▶ **Problem requirements**: Would you output the whole of the data exactly?

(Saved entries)
[Start of section]

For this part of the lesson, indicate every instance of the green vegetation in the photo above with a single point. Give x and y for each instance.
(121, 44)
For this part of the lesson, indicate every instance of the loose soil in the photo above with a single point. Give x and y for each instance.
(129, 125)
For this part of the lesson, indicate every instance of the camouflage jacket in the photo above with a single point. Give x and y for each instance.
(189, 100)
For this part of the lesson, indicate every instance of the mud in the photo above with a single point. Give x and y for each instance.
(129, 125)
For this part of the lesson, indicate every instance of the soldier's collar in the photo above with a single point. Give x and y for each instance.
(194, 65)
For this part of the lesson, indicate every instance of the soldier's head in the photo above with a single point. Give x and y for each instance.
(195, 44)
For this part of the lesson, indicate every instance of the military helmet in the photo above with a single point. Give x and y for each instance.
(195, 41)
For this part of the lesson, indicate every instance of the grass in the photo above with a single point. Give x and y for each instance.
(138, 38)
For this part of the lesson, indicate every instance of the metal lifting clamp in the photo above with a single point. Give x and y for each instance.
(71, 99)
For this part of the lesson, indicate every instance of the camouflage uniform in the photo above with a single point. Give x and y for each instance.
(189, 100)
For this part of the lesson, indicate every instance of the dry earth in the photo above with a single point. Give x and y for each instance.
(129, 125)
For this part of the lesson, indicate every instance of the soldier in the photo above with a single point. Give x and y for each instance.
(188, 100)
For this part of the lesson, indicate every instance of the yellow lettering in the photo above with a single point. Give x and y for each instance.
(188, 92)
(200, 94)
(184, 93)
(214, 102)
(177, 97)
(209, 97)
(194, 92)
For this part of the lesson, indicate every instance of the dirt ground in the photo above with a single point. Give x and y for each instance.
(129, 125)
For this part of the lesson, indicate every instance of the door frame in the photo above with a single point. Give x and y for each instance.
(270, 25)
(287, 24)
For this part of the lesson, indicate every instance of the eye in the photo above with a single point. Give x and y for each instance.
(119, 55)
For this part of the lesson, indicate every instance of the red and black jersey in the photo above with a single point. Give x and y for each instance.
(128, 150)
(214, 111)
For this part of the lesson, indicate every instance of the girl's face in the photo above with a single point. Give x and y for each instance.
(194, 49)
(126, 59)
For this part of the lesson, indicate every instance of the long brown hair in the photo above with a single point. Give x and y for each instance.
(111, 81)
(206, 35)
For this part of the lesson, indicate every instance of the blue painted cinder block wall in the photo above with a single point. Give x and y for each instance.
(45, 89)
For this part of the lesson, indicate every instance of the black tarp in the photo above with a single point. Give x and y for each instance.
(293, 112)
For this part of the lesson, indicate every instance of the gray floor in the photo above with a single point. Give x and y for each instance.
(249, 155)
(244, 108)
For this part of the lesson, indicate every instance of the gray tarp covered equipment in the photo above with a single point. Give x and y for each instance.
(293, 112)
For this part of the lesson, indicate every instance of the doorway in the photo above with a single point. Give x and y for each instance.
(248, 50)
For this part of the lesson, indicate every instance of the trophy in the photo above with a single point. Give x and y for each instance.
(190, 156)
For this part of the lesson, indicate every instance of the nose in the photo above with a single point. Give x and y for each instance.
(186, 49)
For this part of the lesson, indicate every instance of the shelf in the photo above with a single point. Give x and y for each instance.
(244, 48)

[End of section]

▶ **Task solution**:
For this part of the lesson, indicate every instance of the green vegetation in the photo above with a single point. Give x and y for each instance.
(121, 44)
For this part of the lesson, indicate every instance of the loose soil in the photo above with a single point. Give x and y for each instance.
(129, 125)
For this part of the lesson, indicate every instance of the camouflage jacket in the photo above with a single point. Give x and y for each instance.
(189, 100)
For this part of the lesson, indicate every instance of the mud in the photo above with a single point. Give x and y for each instance.
(129, 125)
For this part of the lesson, indicate every instance of the soldier's collar in the photo above with a single point. Give x and y for each instance.
(194, 65)
For this part of the lesson, indicate every instance of the soldier's head in the photo above with a single point. Give x and y for each instance.
(195, 44)
For this part of the lesson, indicate every instance of the military helmet in the photo above with a single point. Give x and y for each instance.
(195, 41)
For this part of the lesson, indicate every instance of the grass in the photo above with a single point. Give x and y for each instance.
(138, 38)
For this part of the lesson, indicate every instance of the metal lifting clamp in the photo above with a single point. Give x and y for each instance.
(71, 99)
For this part of the lesson, indicate every instance of the camouflage uniform in the photo above with a single point. Give x and y for each instance.
(189, 100)
For this part of the lesson, indicate every instance of the dry earth in the photo above with a single point. Give x and y for each instance.
(129, 125)
For this part of the lesson, indicate every instance of the soldier in the photo above with a single point. Give x and y for each instance.
(188, 100)
For this part of the lesson, indicate every instance of the yellow lettering in the photo above with a single point. Give x and y for each instance.
(188, 92)
(200, 94)
(184, 93)
(214, 102)
(177, 97)
(209, 97)
(194, 92)
For this part of the lesson, indicate every instance of the dirt ground in the photo above with a single point. Give x and y for each instance.
(129, 125)
For this part of the lesson, indicate every instance of the door frame in the photo above with a single point. Give x and y for each instance.
(270, 25)
(287, 24)
For this part of the lesson, indicate every instance of the eye in the photo above with a single point. Give x and y for each instance.
(119, 55)
For this part of the lesson, indicate every instance of the red and black jersey in the photo above with a single point. Give x and y for each instance.
(128, 150)
(214, 111)
For this part of the lesson, indicate every instance of the girl's face in the photo above with a single point. Give x and y for each instance.
(194, 49)
(126, 59)
For this part of the lesson, indicate every instance of the long brown hair in the photo above with a single point. Give x and y for each instance.
(111, 81)
(206, 35)
For this part of the lesson, indicate every instance of the blue painted cinder block wall in the photo above with a single point. Give x and y for each instance.
(45, 89)
For this part of the lesson, indicate every instance of the black tarp in the photo above with a single point. Give x and y for each instance.
(293, 112)
For this part of the lesson, indicate every instance of the gray floor in the photo above with a single point. Give x and y for each instance.
(249, 155)
(244, 108)
For this part of the lesson, indicate every instance of the gray tarp covered equipment in the photo above with a single point. Give x and y for each instance.
(293, 112)
For this part of the lesson, indicate every instance of the doorway in the photo above with a single point. Give x and y for each instance.
(248, 50)
For this part of the lesson, indicate every instance of the trophy in the photo above with a single point. Give x and y for each instance.
(190, 156)
For this part of the lesson, indicate every instance of the nose in the photo above with a single point. Give x and y for each instance.
(186, 49)
For this part of the lesson, indicate every instance of the shelf in the photo above with a single point. Give x and y for each instance.
(244, 48)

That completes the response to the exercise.